EXCERPTED TEXT:
But this triumph of quantum mechanics came with an unexpected problem-when you stepped outside of the mathematics and tried to explain what was going on, it didn't seem to make any sense. Elementary particles such as electrons behave like waves, apparently moving like ripples on a pond; they also seem to be instantaneously aware of distant objects and to be in different places at the same time. It seemed that any weird idea could gain respectability by finding similarities with some of the weird features of quantum mechanics. It has become almost obligatory to declare that quantum physics, in contrast to classical physics, cannot be understood, and that we should admire its ability to give the right answers without thinking about it too hard.

And yet, eighty years and unprecedented numbers of physicists later, naked quantum weirdness remains elusive. There are plenty of quantum phenomena, from the magnetism of iron and the superconductivity of lead to lasers and electronics, but none of them really qualifies as truly bizarre in the way we might expect. The greatest mystery of quantum mechanics is how its ideas have remained so weird while it explained more and more about the world around us.

TASKS TO PERFORM:
(A) Answer these questions from the passage on quantum mechanics, one line each:
(i) What do elementary particles such as electrons apparently move like?
(ii) How many years later does the passage say naked quantum weirdness remains elusive?
(iii) Which metal's superconductivity does the passage list among quantum phenomena?
(B) Write a continuation of the passage on quantum mechanics, beginning after its final sentence.

SUPPLIED DATA:
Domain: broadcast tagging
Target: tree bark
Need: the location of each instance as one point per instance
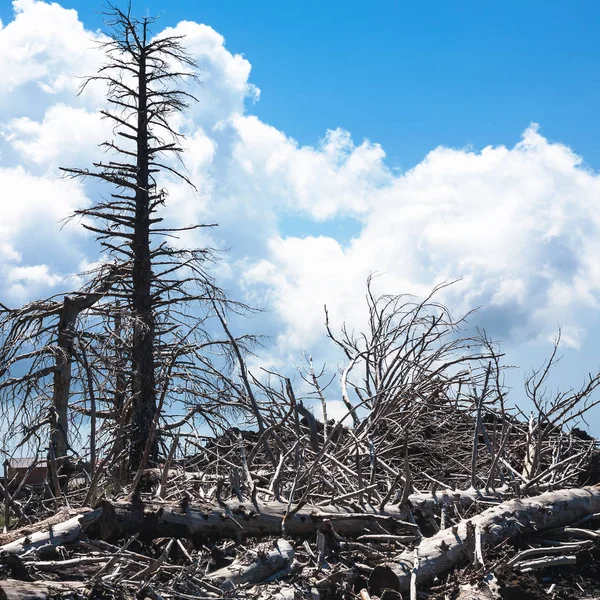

WRITTEN ANSWERS:
(A)
(i) Ripples on a pond
(ii) Eighty years
(iii) Lead

(B)
Perhaps it is time to revisit the ideas with the benefit of hindsight, to see if either quantum mechanics is less weird than we usually think it is or the world around us is more so.

Classical Mechanics in Action

When we think of planets orbiting the sun, we usually adopt Newton's view that they are constantly accelerating-in this case changing direction-in response to gravitational forces. From this, we can calculate the motions precisely, and the impressive accuracy of predictions for total solar eclipses shows how well it works.

There is, however, another way of thinking about what is happening that gives exactly the same results. Instead of the Principle of Acceleration by Forces, as we might call it, there is an alternative called the Principle of Least Action, or more correctly, Hamilton's Principle.

It is a principle that was first put forward about fifty years after Newton's, in its earliest form by the Frenchman Pierre Maupertuis, and in its ultimate form by the Irishman William Rowan Hamilton.

The general idea is that when a planet travels through space, or a ball travels through the air, the path that is followed is the one that minimizes something called the action between the start and end points. Action, for our purposes here, is just something that can be measured out for some particular object moving along a particular path. It is exactly defined and is measured in units of energy multiplied by time. The details are not important unless you need to make calculations.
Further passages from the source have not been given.